Tâches à accomplir —
1. D'après l'extrait à lire, quel personnage l'acteur Roshan Seth incarnait-il ?
2. Recopiez le passage de l'extrait à lire allant de « Sans compter qu’il » jusqu'à « une certaine camaraderie. », en substituant « Manille » à « Bangkok ».

Extrait à lire —

Sans compter qu’il faut gérer une distribution perdue. Plus personne ne comprend quoi que ce soit, certains se demandant même quels personnages ils incarnent ! « Je ne connaissais pas le personnage, je ne connaissais pas le jeu vidéo, je ne savais pas ce que je foutais », déclarera l’acteur indien vétéran Roshan Seth, qui jouait Dhalsim. Au milieu du chaos et de l’incertitude, les acteurs ont fait ce qu’ils pouvaient pour faire face, traînant dans les bars de Bangkok la nuit et au gymnase pendant la journée, essayant d’entretenir une certaine camaraderie.

Le cas Jean-Claude Van Damne

 Jean Claude Van Damne, unique star au sein d’acteurs débutants, a un ego gonflé à bloc tout en étant cocaïné à outrance (l’acteur admettra son addiction par la suite). Heygate n’a pas que de bons souvenirs concernant le comédien. « C’était un homme intéressant, mais il était extrêmement difficile de travailler avec

lui – il y a beaucoup d’histoires que je ne peux pas partager… Il y a eu une fois où il était dans la caravane et il était assez énervé. Mon assistant n’a pas pu le faire sortir, je n’ai pas pu le faire sortir, alors j’ai dû appeler le producteur, Chad Rosen, pour le faire sortir. Puis il est ressorti avec une bouteille de champagne. Je lui ai dit que c’était contre la santé et la sécurité d’avoir de l’alcool sur le plateau. À partir de ce moment-là, il m’a détesté.« . Les autres acteurs se souviennent d’une expérience frustrante et déconcertante. « Il avait la suite présidentielle à l’hôtel, avec une salle de sport dans sa chambre« , se souvient Roshan Seth. « Parfois, il ne se présentait pas sur le plateau – le message venait de lui en disant : ‘Je dois gonfler mes muscles !’ et c’était tout« .

Entrées fournies —
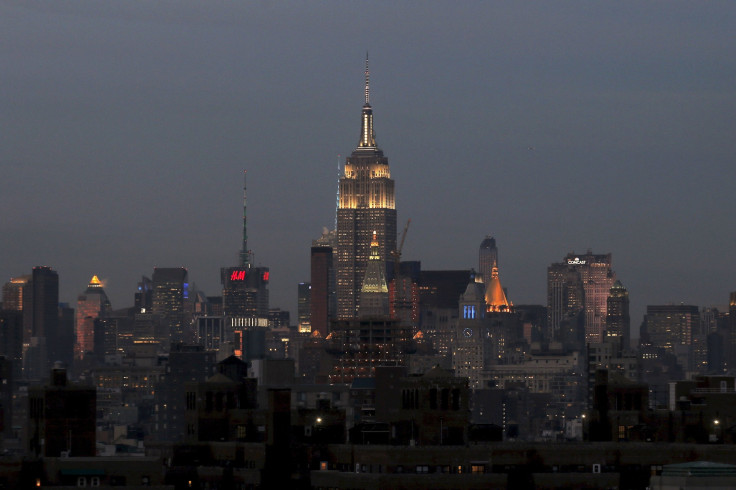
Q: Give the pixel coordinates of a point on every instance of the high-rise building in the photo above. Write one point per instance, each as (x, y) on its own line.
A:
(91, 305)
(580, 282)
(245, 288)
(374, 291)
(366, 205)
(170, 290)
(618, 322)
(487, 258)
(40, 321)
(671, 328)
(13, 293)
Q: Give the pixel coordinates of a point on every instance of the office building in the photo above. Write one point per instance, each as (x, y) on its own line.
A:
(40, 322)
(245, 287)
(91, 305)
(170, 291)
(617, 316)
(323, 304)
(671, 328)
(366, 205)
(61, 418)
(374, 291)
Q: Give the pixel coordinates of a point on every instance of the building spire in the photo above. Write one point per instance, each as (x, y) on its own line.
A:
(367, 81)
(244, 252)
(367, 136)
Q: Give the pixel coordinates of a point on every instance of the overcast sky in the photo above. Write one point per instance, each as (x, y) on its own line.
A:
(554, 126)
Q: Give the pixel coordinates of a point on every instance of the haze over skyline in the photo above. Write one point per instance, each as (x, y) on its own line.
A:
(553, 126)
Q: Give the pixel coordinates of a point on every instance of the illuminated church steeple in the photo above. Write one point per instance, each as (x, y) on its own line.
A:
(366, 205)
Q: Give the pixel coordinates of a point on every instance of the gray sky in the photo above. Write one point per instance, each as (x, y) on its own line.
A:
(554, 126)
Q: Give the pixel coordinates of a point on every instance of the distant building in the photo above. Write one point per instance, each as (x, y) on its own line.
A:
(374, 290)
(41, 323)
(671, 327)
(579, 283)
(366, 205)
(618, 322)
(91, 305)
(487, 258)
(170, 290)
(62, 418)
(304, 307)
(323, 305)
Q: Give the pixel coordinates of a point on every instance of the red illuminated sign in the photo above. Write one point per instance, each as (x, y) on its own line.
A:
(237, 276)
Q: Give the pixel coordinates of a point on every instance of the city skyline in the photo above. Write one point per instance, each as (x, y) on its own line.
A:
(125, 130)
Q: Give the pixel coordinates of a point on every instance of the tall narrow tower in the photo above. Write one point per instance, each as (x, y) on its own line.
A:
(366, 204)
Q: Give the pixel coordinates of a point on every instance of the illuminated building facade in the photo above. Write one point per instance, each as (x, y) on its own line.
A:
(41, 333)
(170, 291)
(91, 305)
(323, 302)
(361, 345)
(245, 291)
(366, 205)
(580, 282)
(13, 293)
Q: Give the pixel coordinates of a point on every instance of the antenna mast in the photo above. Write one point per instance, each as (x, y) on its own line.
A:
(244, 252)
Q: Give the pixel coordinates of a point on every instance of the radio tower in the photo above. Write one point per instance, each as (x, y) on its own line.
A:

==

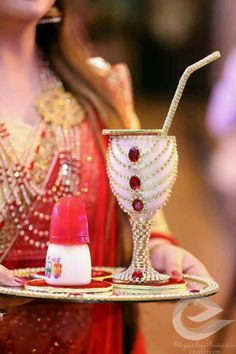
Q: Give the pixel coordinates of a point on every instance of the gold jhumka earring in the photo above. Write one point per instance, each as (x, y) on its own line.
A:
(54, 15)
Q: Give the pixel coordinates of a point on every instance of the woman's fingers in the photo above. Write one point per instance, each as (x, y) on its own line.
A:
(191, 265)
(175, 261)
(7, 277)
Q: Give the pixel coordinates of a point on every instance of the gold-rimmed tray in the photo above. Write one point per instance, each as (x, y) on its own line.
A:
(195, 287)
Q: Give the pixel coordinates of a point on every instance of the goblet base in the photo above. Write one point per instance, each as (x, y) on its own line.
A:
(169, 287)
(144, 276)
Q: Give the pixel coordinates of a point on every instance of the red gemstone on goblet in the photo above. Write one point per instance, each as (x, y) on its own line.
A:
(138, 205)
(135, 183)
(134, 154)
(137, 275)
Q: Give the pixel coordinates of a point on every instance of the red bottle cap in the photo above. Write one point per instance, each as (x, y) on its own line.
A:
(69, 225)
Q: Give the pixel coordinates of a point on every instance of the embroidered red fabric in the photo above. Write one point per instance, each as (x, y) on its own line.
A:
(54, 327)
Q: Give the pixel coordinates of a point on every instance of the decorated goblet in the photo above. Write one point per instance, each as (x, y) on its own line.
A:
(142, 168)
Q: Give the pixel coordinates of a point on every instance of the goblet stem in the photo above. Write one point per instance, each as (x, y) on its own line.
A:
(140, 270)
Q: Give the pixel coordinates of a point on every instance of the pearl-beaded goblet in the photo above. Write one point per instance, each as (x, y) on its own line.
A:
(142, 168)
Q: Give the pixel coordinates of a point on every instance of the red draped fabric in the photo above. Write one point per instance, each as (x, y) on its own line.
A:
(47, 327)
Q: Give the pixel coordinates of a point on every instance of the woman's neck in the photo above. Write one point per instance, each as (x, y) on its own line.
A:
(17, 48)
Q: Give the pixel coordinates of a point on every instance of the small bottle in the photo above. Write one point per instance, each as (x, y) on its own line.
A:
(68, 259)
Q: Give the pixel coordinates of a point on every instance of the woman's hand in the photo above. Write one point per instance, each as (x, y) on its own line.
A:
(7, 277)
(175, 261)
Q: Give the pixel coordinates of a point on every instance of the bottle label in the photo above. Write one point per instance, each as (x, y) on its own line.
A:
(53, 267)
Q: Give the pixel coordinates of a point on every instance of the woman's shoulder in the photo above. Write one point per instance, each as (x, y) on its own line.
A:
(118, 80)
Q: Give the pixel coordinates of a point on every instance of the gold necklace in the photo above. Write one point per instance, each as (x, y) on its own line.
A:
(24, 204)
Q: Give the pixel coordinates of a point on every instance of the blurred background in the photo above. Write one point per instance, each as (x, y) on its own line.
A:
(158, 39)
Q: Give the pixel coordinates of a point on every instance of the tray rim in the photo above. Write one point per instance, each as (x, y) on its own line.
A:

Liste des réponses —
1. Dhalsim.

2.
Sans compter qu’il faut gérer une distribution perdue. Plus personne ne comprend quoi que ce soit, certains se demandant même quels personnages ils incarnent ! « Je ne connaissais pas le personnage, je ne connaissais pas le jeu vidéo, je ne savais pas ce que je foutais », déclarera l’acteur indien vétéran Roshan Seth, qui jouait Dhalsim. Au milieu du chaos et de l’incertitude, les acteurs ont fait ce qu’ils pouvaient pour faire face, traînant dans les bars de Manille la nuit et au gymnase pendant la journée, essayant d’entretenir une certaine camaraderie.